>>>
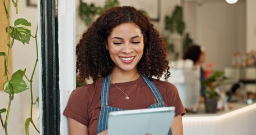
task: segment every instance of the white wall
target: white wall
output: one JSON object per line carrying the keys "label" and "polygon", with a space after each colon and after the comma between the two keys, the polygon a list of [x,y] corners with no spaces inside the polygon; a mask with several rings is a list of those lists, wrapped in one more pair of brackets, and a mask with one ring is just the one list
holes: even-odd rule
{"label": "white wall", "polygon": [[223,70],[231,65],[235,51],[245,53],[245,1],[233,4],[221,0],[204,0],[200,4],[188,2],[185,10],[188,31],[196,43],[206,48],[205,64]]}
{"label": "white wall", "polygon": [[[14,25],[14,21],[17,19],[24,18],[32,23],[32,34],[34,35],[37,24],[37,8],[27,7],[26,1],[19,1],[18,5],[18,14],[15,14],[15,9],[11,6],[11,26]],[[11,6],[12,6],[12,4]],[[31,38],[29,44],[25,44],[25,45],[20,42],[15,40],[12,50],[12,73],[19,69],[26,69],[26,75],[30,78],[36,58],[34,39]],[[24,79],[25,79],[25,78]],[[37,69],[34,74],[33,84],[34,100],[35,101],[38,96],[38,70]],[[27,85],[29,87],[29,83],[27,83]],[[8,94],[3,91],[0,91],[0,107],[2,108],[3,107],[7,109]],[[30,116],[30,94],[29,90],[14,95],[14,100],[12,102],[11,113],[9,115],[8,134],[25,134],[24,124],[26,118]],[[34,107],[33,114],[33,120],[37,127],[39,128],[39,122],[37,120],[39,115],[39,107],[37,105]],[[5,115],[4,118],[5,119]],[[37,133],[32,124],[30,124],[30,134],[39,134]],[[5,134],[5,131],[1,129],[0,134]]]}
{"label": "white wall", "polygon": [[256,1],[246,1],[246,51],[256,51]]}
{"label": "white wall", "polygon": [[[102,5],[104,1],[97,2],[97,4]],[[164,33],[164,17],[170,15],[175,6],[180,4],[180,0],[161,1],[160,20],[153,23],[161,34]],[[239,0],[233,4],[228,4],[223,0],[185,1],[186,31],[190,34],[195,43],[205,47],[205,64],[213,63],[214,69],[223,70],[225,66],[231,65],[235,51],[240,50],[245,52],[245,0]],[[256,18],[252,17],[253,13],[250,14],[250,18]],[[86,27],[77,14],[78,40]],[[176,44],[175,49],[181,52],[179,36],[174,35],[173,40]],[[253,42],[251,39],[250,40]]]}
{"label": "white wall", "polygon": [[244,52],[245,8],[242,0],[235,4],[209,0],[197,8],[195,41],[206,48],[205,63],[213,63],[215,69],[223,70],[231,65],[235,51],[240,48]]}

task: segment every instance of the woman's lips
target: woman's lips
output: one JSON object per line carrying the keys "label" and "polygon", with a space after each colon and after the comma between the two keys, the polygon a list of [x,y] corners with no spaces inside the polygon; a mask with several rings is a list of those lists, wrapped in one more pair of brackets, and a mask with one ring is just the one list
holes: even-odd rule
{"label": "woman's lips", "polygon": [[122,61],[126,64],[131,63],[134,60],[135,56],[132,57],[119,57]]}

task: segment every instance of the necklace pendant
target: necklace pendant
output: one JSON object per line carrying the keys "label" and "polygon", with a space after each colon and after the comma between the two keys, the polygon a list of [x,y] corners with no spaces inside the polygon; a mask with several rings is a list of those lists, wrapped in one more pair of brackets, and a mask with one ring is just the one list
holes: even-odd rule
{"label": "necklace pendant", "polygon": [[125,100],[129,100],[129,97],[126,96]]}

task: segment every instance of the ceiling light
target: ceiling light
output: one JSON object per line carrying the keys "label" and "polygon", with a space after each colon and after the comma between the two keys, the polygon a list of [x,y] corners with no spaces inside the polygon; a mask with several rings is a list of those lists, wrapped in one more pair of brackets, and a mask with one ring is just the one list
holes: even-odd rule
{"label": "ceiling light", "polygon": [[226,1],[230,4],[236,3],[238,0],[226,0]]}

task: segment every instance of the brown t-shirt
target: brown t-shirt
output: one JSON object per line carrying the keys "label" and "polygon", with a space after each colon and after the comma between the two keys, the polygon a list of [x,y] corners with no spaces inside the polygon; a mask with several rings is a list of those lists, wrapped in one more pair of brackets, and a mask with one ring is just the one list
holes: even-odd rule
{"label": "brown t-shirt", "polygon": [[[104,78],[91,84],[79,87],[70,95],[68,105],[63,114],[87,126],[89,134],[96,134],[97,125],[101,110],[101,87]],[[110,84],[109,105],[118,108],[132,110],[146,109],[157,102],[153,93],[141,76],[137,85],[129,94],[129,100],[126,95],[114,84]],[[166,106],[174,106],[176,115],[186,113],[176,87],[164,81],[153,82],[159,91]],[[137,80],[116,83],[125,93],[129,93],[137,83]]]}

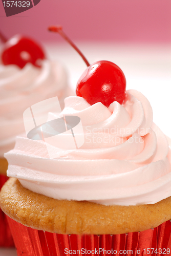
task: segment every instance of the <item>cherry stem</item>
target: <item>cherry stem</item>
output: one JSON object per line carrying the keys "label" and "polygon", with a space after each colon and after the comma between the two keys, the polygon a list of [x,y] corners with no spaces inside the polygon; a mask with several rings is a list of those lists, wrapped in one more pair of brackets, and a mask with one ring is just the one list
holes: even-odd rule
{"label": "cherry stem", "polygon": [[80,55],[83,60],[86,62],[88,67],[89,67],[90,63],[87,60],[86,58],[83,55],[82,52],[79,50],[78,47],[73,43],[72,41],[68,37],[68,36],[64,33],[62,30],[62,27],[61,26],[51,26],[48,28],[48,30],[51,32],[54,32],[58,33],[66,41],[69,42],[71,46],[75,49],[75,50],[78,52],[78,53]]}
{"label": "cherry stem", "polygon": [[0,38],[3,42],[6,42],[7,41],[7,38],[4,36],[4,35],[0,32]]}

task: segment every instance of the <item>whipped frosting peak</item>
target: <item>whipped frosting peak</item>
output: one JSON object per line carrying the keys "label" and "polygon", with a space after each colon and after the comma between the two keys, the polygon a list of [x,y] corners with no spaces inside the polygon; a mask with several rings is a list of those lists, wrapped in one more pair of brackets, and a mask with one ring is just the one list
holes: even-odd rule
{"label": "whipped frosting peak", "polygon": [[153,123],[152,107],[141,93],[127,91],[124,104],[114,101],[109,108],[69,97],[61,113],[50,114],[65,115],[80,117],[82,146],[63,149],[67,135],[59,134],[65,154],[50,159],[44,141],[18,137],[14,148],[5,154],[8,176],[56,199],[106,205],[154,204],[171,196],[168,140]]}

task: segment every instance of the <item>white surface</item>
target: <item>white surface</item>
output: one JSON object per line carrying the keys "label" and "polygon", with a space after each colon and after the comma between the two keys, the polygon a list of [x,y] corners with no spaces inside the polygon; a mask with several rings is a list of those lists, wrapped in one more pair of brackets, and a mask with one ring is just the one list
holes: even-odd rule
{"label": "white surface", "polygon": [[[171,46],[77,43],[90,62],[106,60],[114,62],[123,71],[127,89],[141,91],[149,100],[154,120],[171,137]],[[66,66],[70,84],[77,81],[86,69],[80,57],[67,44],[45,44],[51,59]],[[16,256],[15,250],[0,249],[0,256]]]}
<<<
=== Work to be completed ===
Word for word, quote the lines above. Omit the pictures.

=== The response ===
task: segment every instance of the white wall
target: white wall
output: one JSON object per line carrying the keys "label" and "polygon", with a space after each colon and after the comma between the two keys, the polygon a list of [x,y] corners with no spaces inside the polygon; a mask with several rings is a list of those lists, wrapped in one more pair of brackets, and a mask with one ring is just the one list
holes: even-odd rule
{"label": "white wall", "polygon": [[223,70],[231,65],[235,51],[245,53],[245,1],[233,4],[221,0],[204,0],[200,4],[188,2],[185,10],[188,31],[196,43],[206,48],[205,64]]}
{"label": "white wall", "polygon": [[[14,25],[14,21],[17,19],[24,18],[32,23],[32,34],[34,35],[37,24],[37,8],[27,7],[26,1],[19,1],[18,5],[18,14],[15,14],[15,9],[11,6],[11,26]],[[11,6],[12,6],[12,4]],[[31,38],[29,44],[25,44],[25,45],[20,42],[15,40],[12,50],[12,73],[19,69],[26,69],[26,75],[30,78],[36,58],[34,39]],[[24,79],[25,79],[25,78]],[[37,69],[34,74],[33,84],[34,100],[35,101],[38,96],[38,70]],[[27,85],[29,87],[29,83],[27,83]],[[8,94],[3,91],[0,91],[0,107],[2,108],[3,107],[7,109]],[[30,116],[30,94],[29,90],[14,95],[14,100],[12,102],[11,113],[9,115],[8,134],[25,134],[24,124],[26,118]],[[34,107],[33,114],[33,120],[37,127],[39,128],[39,122],[37,120],[39,115],[39,107],[37,105]],[[5,115],[4,118],[5,119]],[[37,133],[32,124],[30,124],[30,134],[39,134]],[[5,134],[5,131],[1,129],[0,134]]]}
{"label": "white wall", "polygon": [[256,1],[246,1],[246,51],[256,51]]}
{"label": "white wall", "polygon": [[[102,5],[104,1],[97,2],[97,4]],[[164,33],[164,17],[170,15],[175,6],[180,4],[180,0],[161,1],[160,20],[153,23],[161,34]],[[239,0],[233,4],[228,4],[223,0],[185,1],[186,31],[190,34],[195,43],[205,47],[205,64],[213,63],[214,69],[223,70],[225,66],[231,65],[235,51],[240,50],[245,52],[245,0]],[[256,18],[252,17],[253,13],[250,14],[250,18]],[[86,27],[77,14],[78,40]],[[176,44],[175,49],[181,52],[179,36],[174,35],[173,40]],[[253,42],[251,39],[250,40]]]}
{"label": "white wall", "polygon": [[244,52],[245,8],[242,0],[235,4],[209,0],[197,8],[195,41],[206,48],[205,63],[213,63],[215,69],[223,70],[231,65],[235,51],[240,48]]}

task: segment every instance of the woman's lips
target: woman's lips
output: one JSON object per line carrying the keys "label" and "polygon", with a space after each colon and after the comma between the two keys, the polygon a list of [x,y] corners with no spaces inside the polygon; a mask with several rings is a list of those lists, wrapped in one more pair of brackets, and a mask with one ring is just the one list
holes: even-odd rule
{"label": "woman's lips", "polygon": [[122,61],[126,64],[131,63],[134,60],[135,56],[132,57],[119,57]]}

task: segment every instance of the necklace pendant
target: necklace pendant
output: one JSON object per line carrying the keys "label" and "polygon", with a space after each colon and after the comma between the two keys, the polygon a list of [x,y] corners with no spaces inside the polygon; a mask with several rings is a list of those lists, wrapped in one more pair of brackets, and a mask with one ring is just the one list
holes: even-odd rule
{"label": "necklace pendant", "polygon": [[125,100],[129,100],[129,97],[126,96]]}

task: segment every instance of the ceiling light
target: ceiling light
output: one JSON object per line carrying the keys "label" and "polygon", with a space after each colon and after the comma between the two keys, the polygon a list of [x,y] corners with no spaces inside the polygon; a mask with several rings is a list of those lists, wrapped in one more pair of brackets, and a mask with one ring is just the one list
holes: even-odd rule
{"label": "ceiling light", "polygon": [[226,1],[230,4],[236,3],[238,0],[226,0]]}

task: segment every instance of the brown t-shirt
target: brown t-shirt
output: one JSON object per line carrying the keys "label" and "polygon", with a space after each colon and after the comma between the two keys, the polygon a list of [x,y] corners with no spaces inside the polygon; a mask with several rings is a list of those lists, wrapped in one more pair of brackets, and a mask with one ring is just the one list
holes: even-odd rule
{"label": "brown t-shirt", "polygon": [[[104,78],[91,84],[79,87],[70,95],[68,105],[63,114],[87,126],[89,134],[96,134],[97,125],[101,110],[101,87]],[[110,84],[109,105],[118,108],[132,110],[146,109],[157,102],[153,93],[141,76],[137,85],[129,94],[129,100],[126,95],[114,84]],[[166,106],[174,106],[176,115],[186,113],[176,87],[164,81],[153,82],[159,91]],[[137,80],[116,83],[125,93],[129,93],[137,83]]]}

task: segment every instance of the <item>cherry stem</item>
target: <item>cherry stem</item>
output: one JSON object per line carrying the keys "label" and "polygon", with a space after each colon and after the comma between the two keys, the polygon a list of [x,y] corners with no spaces inside the polygon; a mask with several rings is a list of those lists, wrapped in one more pair of brackets, and a mask with one ring is just the one list
holes: even-odd rule
{"label": "cherry stem", "polygon": [[80,55],[83,60],[86,62],[88,67],[89,67],[90,63],[87,60],[86,58],[83,55],[82,52],[79,50],[78,47],[73,43],[72,41],[68,37],[68,36],[64,33],[62,30],[62,27],[61,26],[51,26],[48,28],[48,30],[51,32],[54,32],[58,33],[66,41],[69,42],[71,46],[75,49],[75,50],[78,52],[78,53]]}
{"label": "cherry stem", "polygon": [[0,38],[3,42],[6,42],[7,41],[7,38],[4,36],[4,35],[0,32]]}

task: segment every instance of the <item>whipped frosting peak</item>
target: <item>whipped frosting peak</item>
output: one JSON object per line carrying the keys "label" and "polygon", with a space after each colon and after the comma between the two keys, the polygon a list of [x,y] corners with no spaces inside the polygon; a mask with several rings is a list of those lists, wrapped in one more pair of brackets, and a mask with one ring is just the one list
holes: even-odd rule
{"label": "whipped frosting peak", "polygon": [[153,123],[152,107],[141,93],[127,91],[124,104],[114,101],[109,108],[69,97],[61,113],[50,114],[65,115],[80,117],[82,146],[63,149],[67,135],[59,134],[65,154],[50,159],[44,141],[18,137],[14,148],[5,154],[8,176],[56,199],[106,205],[154,204],[171,196],[168,140]]}

task: segment every instance of the <item>white surface</item>
target: <item>white surface</item>
output: one JSON object per line carrying the keys "label" and "polygon", with a space after each colon and after the comma between the two keys, the polygon a list of [x,y] corners with no spaces inside the polygon; a mask with several rings is a list of those lists, wrapped in one more pair of brackets, and a mask with one ring is just the one list
holes: even-odd rule
{"label": "white surface", "polygon": [[[171,46],[77,43],[90,62],[106,60],[114,62],[123,71],[127,89],[141,91],[149,100],[154,120],[171,137]],[[66,66],[70,84],[77,81],[86,69],[80,57],[67,44],[45,44],[51,59]],[[16,256],[15,250],[0,249],[0,256]]]}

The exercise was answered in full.